## Objective:
Which lines in the material below contain the string "dark"? Pull out each of them in full, treating uppercase and lowercase letters as different.

Entries from a dataset for pointing:
>>>>

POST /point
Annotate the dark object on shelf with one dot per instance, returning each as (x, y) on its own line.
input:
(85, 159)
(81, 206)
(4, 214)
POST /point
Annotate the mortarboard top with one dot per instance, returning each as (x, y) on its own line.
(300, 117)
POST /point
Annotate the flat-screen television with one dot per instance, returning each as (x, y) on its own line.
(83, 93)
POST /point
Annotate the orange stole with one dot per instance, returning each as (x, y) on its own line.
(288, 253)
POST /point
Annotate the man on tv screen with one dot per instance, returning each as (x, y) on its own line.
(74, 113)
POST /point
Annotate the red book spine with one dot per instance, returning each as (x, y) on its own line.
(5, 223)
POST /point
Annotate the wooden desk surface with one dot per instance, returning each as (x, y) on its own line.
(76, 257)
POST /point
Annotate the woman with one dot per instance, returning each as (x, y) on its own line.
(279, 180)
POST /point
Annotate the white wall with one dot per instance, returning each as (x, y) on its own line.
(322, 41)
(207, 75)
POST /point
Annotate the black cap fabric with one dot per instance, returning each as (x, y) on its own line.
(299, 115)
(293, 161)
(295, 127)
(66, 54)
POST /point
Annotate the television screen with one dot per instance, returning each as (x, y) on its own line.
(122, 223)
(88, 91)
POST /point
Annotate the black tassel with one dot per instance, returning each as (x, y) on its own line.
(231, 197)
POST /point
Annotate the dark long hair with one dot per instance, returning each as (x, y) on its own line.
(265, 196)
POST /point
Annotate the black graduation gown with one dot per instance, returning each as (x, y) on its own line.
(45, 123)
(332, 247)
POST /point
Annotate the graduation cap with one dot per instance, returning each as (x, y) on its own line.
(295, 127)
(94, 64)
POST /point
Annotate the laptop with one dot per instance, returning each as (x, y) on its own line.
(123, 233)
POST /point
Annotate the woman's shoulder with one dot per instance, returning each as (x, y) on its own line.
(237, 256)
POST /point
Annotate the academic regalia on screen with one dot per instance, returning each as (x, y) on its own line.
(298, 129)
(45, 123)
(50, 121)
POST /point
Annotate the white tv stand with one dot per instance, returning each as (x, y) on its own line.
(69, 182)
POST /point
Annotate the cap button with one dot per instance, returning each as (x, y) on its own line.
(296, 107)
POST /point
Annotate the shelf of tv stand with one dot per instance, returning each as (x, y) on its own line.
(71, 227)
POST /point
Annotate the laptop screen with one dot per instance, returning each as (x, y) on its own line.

<<<<

## Result for this task:
Annotate the dark object on shelf with one dot per instance, returning each as (x, y) on its own line.
Annotate the dark long hair with one dot per instance, returning each as (x, y) on its own line.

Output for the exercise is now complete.